Copy the lines verbatim, beginning with the line that contains "grass, that would be most appreciated." and continuing through the end of the data, and only those lines.

[Excerpts of annotation records]
════════

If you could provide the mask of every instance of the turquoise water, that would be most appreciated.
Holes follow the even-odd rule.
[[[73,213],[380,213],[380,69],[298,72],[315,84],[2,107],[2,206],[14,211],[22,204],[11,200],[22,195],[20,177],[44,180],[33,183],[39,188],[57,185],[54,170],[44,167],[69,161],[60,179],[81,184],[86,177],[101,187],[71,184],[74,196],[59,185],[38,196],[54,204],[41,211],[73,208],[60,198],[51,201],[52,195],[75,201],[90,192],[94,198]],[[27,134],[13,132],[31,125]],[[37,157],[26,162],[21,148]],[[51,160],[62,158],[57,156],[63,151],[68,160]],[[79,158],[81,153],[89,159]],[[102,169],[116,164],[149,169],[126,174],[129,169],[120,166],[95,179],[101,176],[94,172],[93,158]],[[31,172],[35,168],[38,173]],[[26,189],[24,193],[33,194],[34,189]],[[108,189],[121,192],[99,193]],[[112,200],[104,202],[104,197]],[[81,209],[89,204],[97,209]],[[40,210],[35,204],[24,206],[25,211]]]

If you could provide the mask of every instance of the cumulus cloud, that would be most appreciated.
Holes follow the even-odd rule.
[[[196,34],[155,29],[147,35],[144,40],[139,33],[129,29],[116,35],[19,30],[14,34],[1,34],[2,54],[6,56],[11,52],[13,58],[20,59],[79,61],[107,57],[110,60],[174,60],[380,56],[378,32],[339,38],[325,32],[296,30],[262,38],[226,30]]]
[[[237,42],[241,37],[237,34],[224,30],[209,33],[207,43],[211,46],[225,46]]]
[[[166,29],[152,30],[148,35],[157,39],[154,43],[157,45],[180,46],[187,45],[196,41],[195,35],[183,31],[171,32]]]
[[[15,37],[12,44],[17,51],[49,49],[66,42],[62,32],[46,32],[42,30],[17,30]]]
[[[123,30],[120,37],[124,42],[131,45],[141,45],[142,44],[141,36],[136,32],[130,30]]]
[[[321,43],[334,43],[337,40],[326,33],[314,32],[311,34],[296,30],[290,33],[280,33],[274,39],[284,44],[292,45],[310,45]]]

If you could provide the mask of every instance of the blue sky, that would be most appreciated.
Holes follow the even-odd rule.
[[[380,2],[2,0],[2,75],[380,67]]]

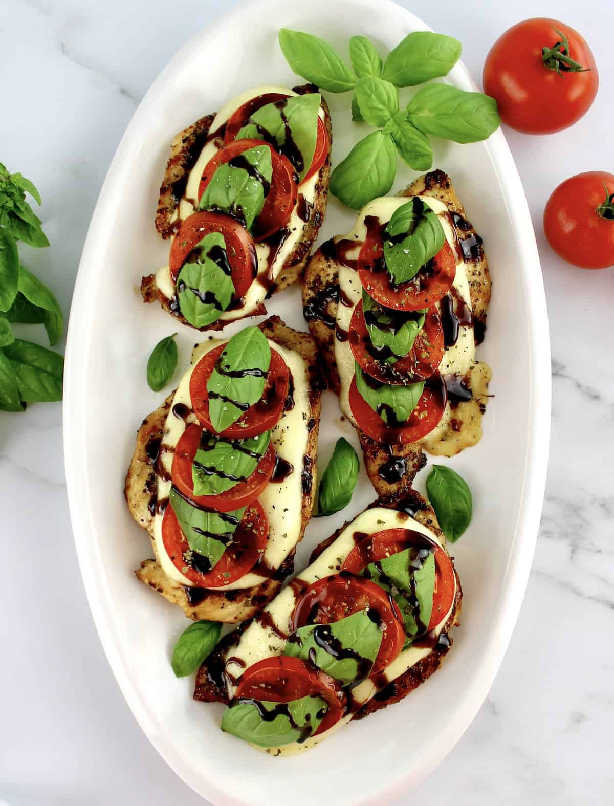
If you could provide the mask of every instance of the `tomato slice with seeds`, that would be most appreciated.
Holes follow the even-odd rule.
[[[239,222],[223,213],[193,213],[181,222],[171,242],[168,268],[173,283],[196,245],[210,232],[221,233],[226,242],[230,278],[235,299],[243,297],[254,281],[258,268],[251,235]]]
[[[318,580],[297,601],[292,629],[306,624],[330,624],[366,609],[375,612],[382,630],[382,642],[371,672],[377,675],[403,649],[405,628],[398,605],[375,582],[345,571]]]
[[[288,157],[276,152],[270,143],[254,138],[246,138],[233,140],[221,148],[205,166],[198,185],[198,199],[200,200],[205,189],[211,181],[211,177],[220,165],[230,162],[230,160],[239,157],[243,152],[255,146],[266,146],[270,150],[272,164],[270,187],[265,187],[264,206],[254,222],[254,240],[258,243],[268,238],[288,223],[297,203],[298,193],[296,171],[292,163]]]
[[[342,566],[342,571],[360,574],[371,563],[411,547],[434,549],[435,590],[433,611],[427,628],[430,632],[450,613],[456,594],[456,581],[452,561],[447,553],[425,534],[413,529],[384,529],[375,532],[361,540],[352,549]]]
[[[398,426],[389,426],[373,411],[352,378],[349,394],[350,408],[359,428],[375,442],[387,445],[408,445],[429,434],[443,417],[447,402],[446,384],[438,373],[427,378],[424,392],[409,418]]]
[[[262,504],[256,500],[245,510],[232,542],[214,567],[199,571],[197,567],[192,567],[186,564],[184,554],[189,546],[170,504],[167,505],[162,518],[162,542],[166,553],[175,567],[197,588],[223,588],[244,576],[262,556],[268,537],[267,515]]]
[[[393,364],[384,360],[392,355],[390,350],[378,348],[371,342],[362,301],[354,309],[349,341],[354,357],[361,368],[367,375],[384,384],[410,384],[430,377],[442,363],[445,350],[442,318],[434,307],[426,312],[424,326],[416,336],[412,349]]]
[[[367,235],[358,257],[360,282],[376,302],[395,310],[429,308],[447,293],[456,274],[454,255],[447,241],[409,283],[394,285],[384,260],[384,228]]]
[[[172,457],[171,476],[177,489],[200,506],[219,512],[230,512],[247,506],[259,496],[269,482],[275,469],[276,454],[269,445],[254,472],[244,481],[239,481],[230,490],[214,496],[195,496],[192,478],[192,463],[201,444],[201,426],[191,423],[181,434]]]
[[[189,396],[194,413],[208,431],[216,432],[209,416],[209,393],[207,381],[211,377],[215,363],[226,344],[220,344],[200,359],[194,367],[189,380]],[[222,431],[222,437],[244,439],[255,437],[273,428],[284,413],[288,397],[290,373],[286,363],[276,350],[271,350],[271,364],[264,383],[264,391],[259,401],[228,428]]]
[[[338,722],[346,704],[346,696],[336,680],[299,658],[285,655],[265,658],[246,669],[239,679],[236,696],[239,700],[273,703],[289,703],[307,696],[322,697],[329,708],[313,736],[323,733]]]

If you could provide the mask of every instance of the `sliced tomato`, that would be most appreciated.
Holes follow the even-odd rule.
[[[214,434],[215,431],[209,416],[207,381],[211,377],[215,363],[225,347],[225,344],[221,344],[203,355],[194,368],[189,380],[192,408],[198,418],[198,422],[212,434]],[[284,406],[288,397],[290,382],[289,376],[290,373],[284,359],[276,350],[272,350],[271,365],[262,397],[250,406],[236,422],[223,430],[222,436],[245,439],[247,437],[255,437],[258,434],[263,434],[264,431],[273,428],[284,413]]]
[[[435,559],[435,590],[433,611],[427,630],[430,632],[447,615],[454,604],[456,584],[454,570],[447,554],[425,534],[413,529],[384,529],[361,540],[347,555],[342,571],[360,574],[371,563],[404,551],[409,548],[428,548]]]
[[[198,588],[223,588],[244,576],[262,555],[268,537],[268,521],[259,501],[252,501],[224,554],[206,572],[187,565],[184,554],[189,546],[170,504],[162,518],[162,542],[171,562]]]
[[[349,340],[354,357],[365,372],[384,384],[410,384],[429,377],[442,363],[445,350],[442,319],[434,307],[426,312],[412,349],[394,364],[385,361],[392,355],[387,347],[378,348],[371,342],[362,301],[354,309]]]
[[[201,444],[202,431],[201,426],[193,422],[181,434],[172,457],[171,475],[173,484],[200,506],[218,512],[230,512],[247,506],[259,496],[273,475],[276,455],[272,445],[268,446],[255,470],[245,481],[239,481],[225,492],[214,496],[195,496],[192,463]]]
[[[403,649],[405,628],[396,603],[375,582],[342,571],[309,585],[297,602],[292,629],[306,624],[330,624],[360,610],[374,610],[382,630],[382,642],[371,675],[377,675]]]
[[[409,283],[394,285],[384,260],[384,227],[367,233],[358,257],[360,282],[376,302],[395,310],[430,308],[447,293],[456,274],[454,255],[447,241]]]
[[[236,696],[273,703],[322,697],[329,708],[314,736],[338,722],[346,705],[346,696],[336,680],[304,660],[285,655],[265,658],[246,669],[239,679]]]
[[[273,169],[270,186],[269,183],[263,185],[264,206],[254,222],[254,240],[258,243],[264,240],[265,238],[280,230],[288,223],[297,203],[298,193],[296,171],[292,163],[288,157],[278,153],[270,143],[254,138],[246,138],[241,140],[233,140],[232,143],[221,148],[205,166],[198,185],[198,199],[200,201],[205,189],[211,181],[211,177],[220,165],[239,157],[243,152],[249,148],[254,148],[255,146],[266,146],[271,151]],[[239,164],[239,167],[243,166]]]
[[[220,232],[226,242],[234,297],[243,297],[258,271],[258,259],[251,235],[239,222],[223,213],[193,213],[181,222],[171,243],[168,268],[176,282],[181,267],[196,245],[210,232]]]
[[[405,422],[389,426],[373,411],[356,386],[355,376],[350,385],[350,408],[359,428],[375,442],[386,445],[408,445],[429,434],[443,417],[447,402],[446,384],[438,373],[426,380],[417,405]]]

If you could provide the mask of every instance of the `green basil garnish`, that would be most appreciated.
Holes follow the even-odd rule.
[[[346,439],[340,437],[320,481],[318,516],[332,515],[347,506],[356,487],[359,470],[356,451]]]
[[[367,610],[331,624],[308,624],[288,638],[284,654],[315,664],[342,685],[368,677],[380,651],[382,631]]]
[[[171,666],[176,677],[186,677],[196,671],[219,641],[219,621],[195,621],[177,638],[172,650]]]
[[[277,711],[277,715],[263,719],[260,708]],[[301,697],[289,703],[259,701],[258,705],[235,700],[224,712],[222,729],[259,747],[280,747],[311,736],[327,711],[322,697]]]
[[[471,522],[471,491],[467,482],[451,467],[434,464],[426,479],[426,494],[443,534],[455,542]]]
[[[219,434],[259,400],[271,364],[271,347],[258,327],[246,327],[228,342],[207,381],[209,416]]]
[[[214,496],[246,481],[271,441],[271,431],[248,439],[225,439],[202,432],[192,465],[195,496]]]
[[[397,207],[384,231],[384,260],[392,281],[413,280],[445,240],[439,217],[419,196]]]

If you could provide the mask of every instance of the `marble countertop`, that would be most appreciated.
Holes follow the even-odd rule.
[[[222,5],[229,2],[0,4],[0,160],[40,190],[52,246],[24,256],[64,311],[124,128],[168,60]],[[492,689],[450,756],[399,806],[612,803],[614,367],[608,322],[614,270],[563,264],[549,249],[541,221],[559,181],[613,169],[614,10],[603,0],[538,8],[517,0],[498,4],[496,15],[480,0],[402,5],[458,36],[478,80],[490,44],[505,28],[540,11],[554,14],[591,44],[601,89],[567,131],[544,138],[506,132],[533,218],[550,312],[552,439],[544,512],[526,596]],[[60,404],[0,415],[0,802],[202,804],[141,732],[98,641],[72,539]]]

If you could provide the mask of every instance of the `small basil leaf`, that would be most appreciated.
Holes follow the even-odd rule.
[[[399,91],[381,78],[361,78],[356,84],[356,100],[363,117],[371,126],[385,126],[399,111]]]
[[[233,165],[235,160],[248,167]],[[264,197],[268,193],[272,175],[271,149],[268,146],[248,148],[216,168],[201,197],[198,209],[228,213],[251,232],[254,221],[264,206]]]
[[[248,439],[224,439],[202,432],[192,465],[195,496],[214,496],[251,476],[264,455],[271,431]]]
[[[455,542],[471,522],[471,491],[451,467],[434,464],[426,480],[426,494],[446,537]]]
[[[429,31],[415,31],[388,53],[382,77],[397,87],[412,87],[446,76],[460,58],[458,39]]]
[[[177,638],[171,666],[176,677],[186,677],[196,671],[219,641],[222,625],[218,621],[195,621]]]
[[[177,346],[175,336],[166,336],[160,339],[151,351],[147,361],[147,384],[150,389],[160,392],[172,377],[177,366]]]
[[[300,31],[280,28],[280,47],[297,76],[330,93],[353,89],[355,77],[324,39]]]
[[[416,93],[407,119],[421,131],[456,143],[484,140],[499,127],[496,101],[448,84],[429,84]]]
[[[21,399],[38,403],[62,399],[64,357],[39,344],[15,339],[4,354],[17,374]]]
[[[316,150],[321,103],[320,94],[307,93],[261,106],[239,131],[237,139],[255,137],[272,143],[288,157],[302,180]]]
[[[381,56],[366,36],[350,37],[350,60],[359,78],[381,74]]]
[[[396,172],[396,151],[390,135],[372,131],[359,140],[330,174],[330,193],[359,210],[371,199],[385,196]]]
[[[332,624],[299,627],[286,642],[284,654],[309,661],[348,685],[368,677],[381,642],[380,625],[360,610]]]
[[[0,229],[0,310],[12,305],[19,285],[19,256],[13,236]]]
[[[407,283],[443,246],[439,217],[415,196],[398,207],[384,231],[384,259],[393,283]]]
[[[358,481],[360,463],[351,445],[340,437],[322,473],[317,514],[332,515],[347,506]]]
[[[228,342],[207,381],[209,416],[219,434],[259,400],[271,364],[271,347],[258,327],[246,327]]]
[[[373,411],[390,426],[405,422],[417,405],[425,388],[424,380],[404,386],[391,384],[380,384],[372,378],[366,380],[366,376],[355,364],[356,386],[361,397]]]

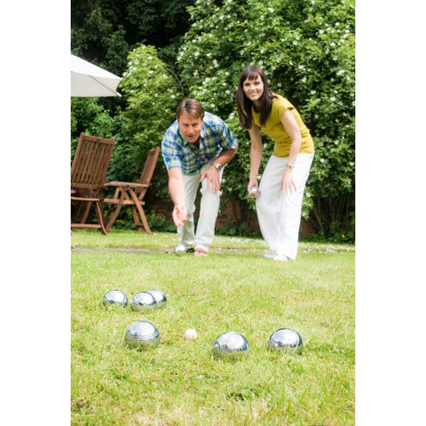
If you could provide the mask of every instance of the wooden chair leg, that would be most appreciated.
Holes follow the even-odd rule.
[[[114,211],[113,217],[109,219],[108,223],[106,224],[106,232],[109,233],[109,230],[113,227],[113,225],[115,223],[115,220],[118,217],[118,214],[120,213],[120,210],[122,209],[122,200],[121,201],[122,202],[118,202],[117,206],[115,207],[115,210]],[[111,209],[113,206],[111,206]]]
[[[82,224],[86,223],[86,220],[89,217],[89,212],[91,211],[91,201],[87,202],[86,209],[85,209],[84,213],[83,215],[82,220],[80,221]]]

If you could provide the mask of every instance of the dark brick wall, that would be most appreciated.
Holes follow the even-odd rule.
[[[200,199],[198,198],[195,201],[195,213],[194,217],[195,219],[198,218],[198,212],[200,209]],[[171,219],[171,210],[173,209],[173,203],[171,201],[165,201],[161,199],[151,198],[149,203],[146,202],[146,212],[149,212],[151,210],[154,210],[155,213],[161,213],[169,220]],[[229,202],[225,209],[222,209],[219,211],[217,216],[217,220],[216,223],[216,227],[217,229],[225,228],[230,225],[230,223],[236,223],[238,218],[241,217],[241,211],[240,206],[234,206],[231,202]],[[256,211],[248,210],[245,212],[245,216],[247,216],[247,222],[248,222],[250,228],[255,232],[259,232],[259,223],[257,221],[257,215]],[[300,224],[300,231],[299,231],[299,238],[304,239],[306,238],[310,233],[313,232],[313,226],[312,224],[302,218]]]

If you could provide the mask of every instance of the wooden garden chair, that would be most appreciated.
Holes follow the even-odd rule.
[[[103,219],[104,184],[106,181],[114,139],[80,134],[71,166],[71,203],[75,211],[71,217],[73,228],[99,228],[106,235]],[[97,222],[87,223],[91,206]]]
[[[106,221],[107,221],[106,226],[106,232],[109,232],[113,226],[122,206],[129,206],[131,210],[131,216],[133,217],[133,222],[135,223],[138,231],[143,233],[145,230],[146,233],[153,233],[151,229],[149,229],[142,206],[145,205],[145,194],[151,183],[159,153],[159,146],[151,149],[148,152],[144,169],[138,183],[114,181],[106,184],[106,186],[115,187],[114,198],[106,198],[104,200],[105,203],[111,204],[111,207],[105,217]],[[112,213],[113,215],[111,217]],[[139,215],[142,223],[140,223],[138,214]]]

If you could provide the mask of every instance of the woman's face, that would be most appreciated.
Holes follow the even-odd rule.
[[[257,75],[255,80],[248,78],[242,83],[242,90],[245,95],[252,101],[259,100],[264,94],[264,82],[260,75]]]

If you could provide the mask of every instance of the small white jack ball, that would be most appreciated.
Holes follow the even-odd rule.
[[[186,340],[195,340],[197,338],[197,332],[193,328],[188,328],[184,333],[184,337]]]

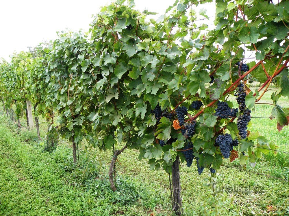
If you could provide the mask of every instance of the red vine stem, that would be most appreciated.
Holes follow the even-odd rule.
[[[247,20],[245,18],[245,15],[244,14],[244,13],[243,13],[243,11],[242,10],[242,9],[241,8],[241,6],[240,5],[238,5],[238,7],[239,10],[240,10],[240,12],[241,12],[241,14],[243,16],[243,19],[244,20],[244,21],[246,21]],[[236,20],[236,21],[237,20]],[[247,23],[245,23],[245,24],[246,25],[246,27],[248,27],[248,25],[247,24]],[[256,48],[256,46],[255,45],[255,44],[252,43],[252,44],[253,44],[253,46],[254,47],[254,49],[255,49],[255,50],[256,52],[258,52],[258,51],[257,50],[257,48]],[[266,69],[265,69],[265,67],[264,66],[264,64],[263,64],[263,62],[261,62],[261,65],[262,65],[262,67],[263,69],[263,71],[264,71],[264,73],[265,73],[265,74],[266,74],[266,76],[267,76],[267,78],[271,78],[270,76],[268,74],[268,73],[267,73],[267,71],[266,71]]]
[[[286,53],[286,52],[287,52],[287,51],[286,51],[284,53],[284,54]],[[284,55],[284,54],[283,54],[283,56]],[[282,71],[283,70],[283,69],[284,69],[284,68],[286,67],[289,67],[289,65],[287,65],[287,64],[288,63],[288,62],[289,62],[289,59],[288,59],[287,60],[286,62],[285,62],[284,63],[284,64],[283,64],[283,66],[280,68],[280,69],[279,69],[279,70],[278,70],[278,71],[277,71],[276,73],[275,73],[274,74],[273,74],[273,75],[272,75],[272,77],[271,77],[271,79],[268,79],[267,80],[267,81],[266,81],[266,82],[265,82],[265,83],[263,84],[263,85],[262,86],[261,86],[260,88],[259,88],[259,89],[258,90],[258,91],[260,92],[261,90],[262,90],[262,89],[263,88],[264,88],[264,87],[265,86],[266,86],[266,84],[268,84],[268,86],[267,86],[267,88],[266,88],[266,89],[265,89],[265,90],[264,90],[264,92],[262,93],[262,94],[261,95],[261,96],[260,96],[260,98],[258,98],[258,99],[256,100],[255,101],[256,102],[257,102],[258,101],[258,100],[260,100],[260,99],[262,97],[262,96],[264,94],[265,94],[265,92],[266,92],[267,88],[268,88],[268,87],[269,86],[269,85],[270,85],[270,84],[269,83],[268,83],[269,81],[270,80],[272,81],[272,79],[274,78],[277,75],[280,73],[281,73],[281,71]],[[255,93],[253,95],[253,96],[255,96],[256,94],[256,93]],[[266,103],[263,103],[265,104]],[[269,104],[269,103],[268,103],[268,104],[270,104],[270,105],[272,104]],[[236,118],[236,117],[234,117],[234,118],[232,118],[232,119],[231,119],[231,120],[230,120],[230,121],[229,122],[232,122],[234,120],[235,118]],[[225,129],[226,128],[226,126],[224,126],[224,127],[223,127],[223,128],[222,128],[222,129],[221,129],[220,130],[219,130],[217,132],[216,134],[219,134],[221,133],[222,133],[224,131],[224,130],[225,130]]]
[[[261,62],[265,60],[267,58],[267,56],[270,55],[271,52],[272,52],[271,51],[270,51],[270,52],[269,52],[268,53],[268,54],[266,55],[266,56],[265,57],[265,58],[264,58],[264,59],[263,60],[262,60],[259,61],[259,62],[257,63],[257,64],[255,65],[254,66],[254,67],[253,67],[251,68],[251,69],[250,69],[247,71],[246,73],[244,73],[240,77],[239,77],[238,79],[237,79],[237,80],[236,80],[236,81],[235,81],[234,82],[234,83],[233,83],[231,85],[231,86],[230,86],[230,87],[228,88],[228,89],[226,91],[225,91],[223,93],[223,95],[224,95],[225,94],[226,94],[227,93],[229,92],[230,91],[231,91],[230,90],[232,88],[235,88],[235,86],[238,83],[239,83],[239,82],[240,82],[241,80],[243,79],[244,78],[244,77],[246,77],[246,76],[247,76],[249,73],[251,73],[252,71],[253,71],[253,70],[254,70],[256,68],[257,68],[258,66],[260,65],[261,64]],[[199,115],[200,115],[203,113],[203,112],[204,110],[207,107],[209,107],[213,105],[214,103],[215,103],[218,101],[218,99],[217,99],[216,100],[214,100],[213,101],[212,101],[212,102],[211,102],[209,104],[208,104],[208,105],[207,105],[207,106],[206,106],[205,107],[202,109],[198,113],[197,113],[197,114],[195,115],[194,116],[194,117],[193,117],[192,118],[192,120],[195,120],[196,118],[197,118]]]
[[[183,103],[185,101],[186,101],[186,100],[187,100],[187,99],[188,99],[188,98],[189,97],[190,97],[190,96],[191,96],[191,94],[189,94],[189,95],[188,95],[186,98],[185,98],[184,99],[184,100],[183,100],[181,101],[181,102],[180,102],[179,103],[178,103],[177,104],[177,106],[176,106],[176,107],[175,107],[174,108],[174,109],[173,109],[172,111],[171,112],[171,113],[173,113],[173,112],[174,112],[174,111],[175,111],[175,110],[182,103]]]

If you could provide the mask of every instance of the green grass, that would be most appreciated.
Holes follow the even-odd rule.
[[[271,102],[271,92],[262,102]],[[232,101],[236,103],[233,97]],[[279,103],[289,107],[288,98]],[[268,117],[272,106],[256,105],[253,116]],[[275,119],[252,119],[249,130],[258,131],[289,152],[289,127],[280,132]],[[24,125],[25,121],[23,124]],[[40,124],[42,136],[46,124]],[[35,131],[19,130],[0,116],[0,215],[171,215],[169,183],[163,170],[151,170],[139,152],[126,149],[116,164],[118,190],[113,192],[107,179],[111,151],[80,149],[73,164],[68,141],[62,140],[53,152],[43,152]],[[121,145],[116,146],[117,148]],[[224,165],[238,168],[238,160]],[[222,215],[289,215],[289,183],[250,173],[259,172],[288,179],[289,155],[272,154],[258,159],[249,172],[225,166],[218,172],[217,187],[223,188]],[[204,215],[203,206],[209,196],[209,171],[201,175],[194,165],[181,164],[180,178],[184,215]]]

════════

## Complete output:
If you could provide the mask of every instance of the green grass, that would be most appreciated.
Holes follow the even-odd rule.
[[[271,102],[271,92],[262,102]],[[232,101],[236,103],[233,97]],[[279,103],[289,107],[288,98]],[[268,117],[272,106],[256,105],[253,116]],[[275,119],[252,119],[249,130],[258,131],[289,152],[289,127],[280,132]],[[24,125],[25,121],[23,124]],[[40,124],[42,136],[46,124]],[[35,131],[19,130],[0,116],[0,215],[171,215],[169,183],[163,170],[151,170],[139,152],[126,149],[116,164],[118,190],[113,192],[107,179],[111,151],[80,149],[73,164],[68,141],[62,140],[53,152],[43,152]],[[121,145],[116,146],[117,148]],[[224,165],[238,168],[238,160]],[[222,215],[289,215],[289,183],[250,173],[259,172],[288,179],[289,155],[272,154],[258,159],[249,172],[225,166],[218,172],[217,187],[223,188]],[[204,215],[203,206],[209,196],[209,171],[201,175],[194,165],[181,164],[180,178],[184,215]]]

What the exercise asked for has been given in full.